§ Input records:
Content starts

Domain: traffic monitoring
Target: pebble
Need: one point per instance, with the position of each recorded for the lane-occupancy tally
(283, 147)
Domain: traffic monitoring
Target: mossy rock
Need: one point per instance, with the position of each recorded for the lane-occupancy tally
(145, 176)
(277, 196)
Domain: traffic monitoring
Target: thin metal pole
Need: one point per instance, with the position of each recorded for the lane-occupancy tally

Content ends
Content starts

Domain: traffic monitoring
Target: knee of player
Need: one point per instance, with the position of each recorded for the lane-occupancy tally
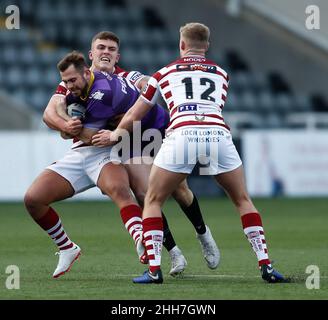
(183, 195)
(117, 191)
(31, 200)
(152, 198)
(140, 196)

Content ends

§ Try it:
Check the data for the word "Target" and pull out the lines that have it.

§ Solution to the problem:
Target: pebble
Target: mossy rock
Target: thin metal pole
Target: knee of player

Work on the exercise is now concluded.